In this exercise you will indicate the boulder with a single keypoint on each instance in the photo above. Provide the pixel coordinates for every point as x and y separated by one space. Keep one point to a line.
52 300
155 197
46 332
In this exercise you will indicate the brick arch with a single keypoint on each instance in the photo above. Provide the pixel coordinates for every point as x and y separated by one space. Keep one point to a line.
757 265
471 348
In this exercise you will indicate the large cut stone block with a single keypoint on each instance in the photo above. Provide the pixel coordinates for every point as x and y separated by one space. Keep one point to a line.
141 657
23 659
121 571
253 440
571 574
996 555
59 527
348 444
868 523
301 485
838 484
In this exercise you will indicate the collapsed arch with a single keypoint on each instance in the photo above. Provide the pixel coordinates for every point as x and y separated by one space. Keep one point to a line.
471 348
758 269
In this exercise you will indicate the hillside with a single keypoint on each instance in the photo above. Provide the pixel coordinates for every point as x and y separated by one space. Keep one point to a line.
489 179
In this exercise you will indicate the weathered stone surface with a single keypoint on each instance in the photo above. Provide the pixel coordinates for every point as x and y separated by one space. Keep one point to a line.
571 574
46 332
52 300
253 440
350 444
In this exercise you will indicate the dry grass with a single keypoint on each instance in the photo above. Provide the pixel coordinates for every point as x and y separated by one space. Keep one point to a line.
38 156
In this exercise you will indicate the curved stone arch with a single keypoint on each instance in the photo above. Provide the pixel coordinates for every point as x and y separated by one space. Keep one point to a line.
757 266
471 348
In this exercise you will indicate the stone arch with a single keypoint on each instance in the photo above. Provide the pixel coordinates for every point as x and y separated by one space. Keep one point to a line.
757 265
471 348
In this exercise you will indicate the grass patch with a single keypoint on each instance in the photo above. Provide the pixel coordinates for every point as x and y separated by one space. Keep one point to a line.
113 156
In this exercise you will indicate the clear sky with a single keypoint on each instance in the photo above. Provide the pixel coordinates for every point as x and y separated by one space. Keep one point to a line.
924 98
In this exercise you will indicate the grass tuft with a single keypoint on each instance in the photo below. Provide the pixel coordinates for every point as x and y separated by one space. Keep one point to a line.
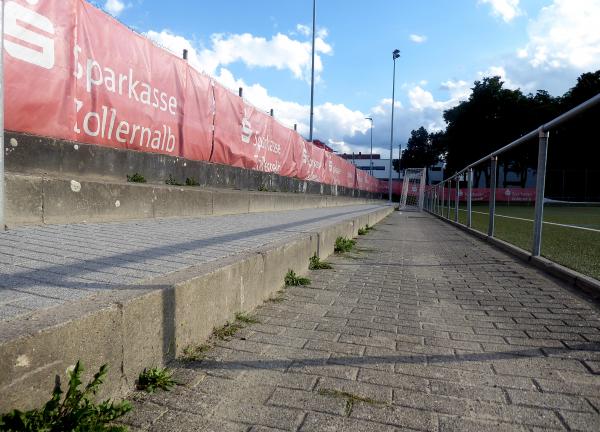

● WHAT YOU ARE ASKED TO DO: Can you rewrite all of the lines above, replacing "keypoint" with "marker" and changing nothing else, while leaving the pictures out of your answer?

● OUTPUT BELOW:
In this exercise you will indicate the boulder with a single marker on each instance in the photo above. Provide the pixel coordinates for every point as x and y separated by one space. Keep one point to a line.
52 300
155 197
46 332
In this exercise you will indicate the brick arch with a single marker on each instance in the photo above. Provide the pixel coordinates for every point as x and y separated by one space. Keep one point to a line.
757 265
471 348
In this exercise you will indicate the large cut stone block with a single marker on each instance in the photo above. Provide the pixel coordinates for every point as x and y separated by one space. Keep one point to a line.
141 657
23 659
121 571
253 440
571 574
996 555
59 527
348 444
868 523
301 485
838 484
In this exercise you will indicate the collapsed arch with a single marker on each instance in the photo above. Provide the pixel coordinates for every point as x and y separated by one space. Keep one point to a line.
471 348
758 269
In this exercise you will indicate the hillside with a single marker on each instance in the photo above. Provide the pixel coordinates for every point as x and y separated by one space. Keep one point to a line.
489 179
In this exercise you will indicate the weathered stone surface with a single marker on each instance in the photo above. Provide the pixel coordinates for every point as x and y separated by one space. Keep one point to a line.
571 574
46 332
52 300
253 440
350 444
In this exercise you will indicate the dry grass with a single marker on each instance in the photo above. Provide the pixel coordinates for every point as x and y separated by one space. Keep one point to a line.
38 156
In this exercise you will indicate the curved stone arch with a single marker on each instance in the photo above. Provide the pixel coordinates for every point as x and y separated by one space. Keep one point to a line.
757 266
471 348
In this exercise you will indicate the stone arch with a single marker on each instance in the photo above. Provide the pixel coordinates for every point as x and y separated by one space. Keep one point to a line.
757 265
471 348
In this exercise you will indicate the grass patch with a single marker on each instance in the photo above. Provide the pixel coordinates for every point as x and y separated by one space. Keep one point to a line.
113 156
In this exercise you will indicate the clear sky with a single marker on each instance in the photo above. Provide the pixel coordinates for every point as x and y separated by one space. Keep one point to a line.
924 98
In this exercise you will indicate the grass tuft with a single marker on each instance in the photo below. Provide the pixel coordinates for every point as x and y separated by one space. Keep one point to a line.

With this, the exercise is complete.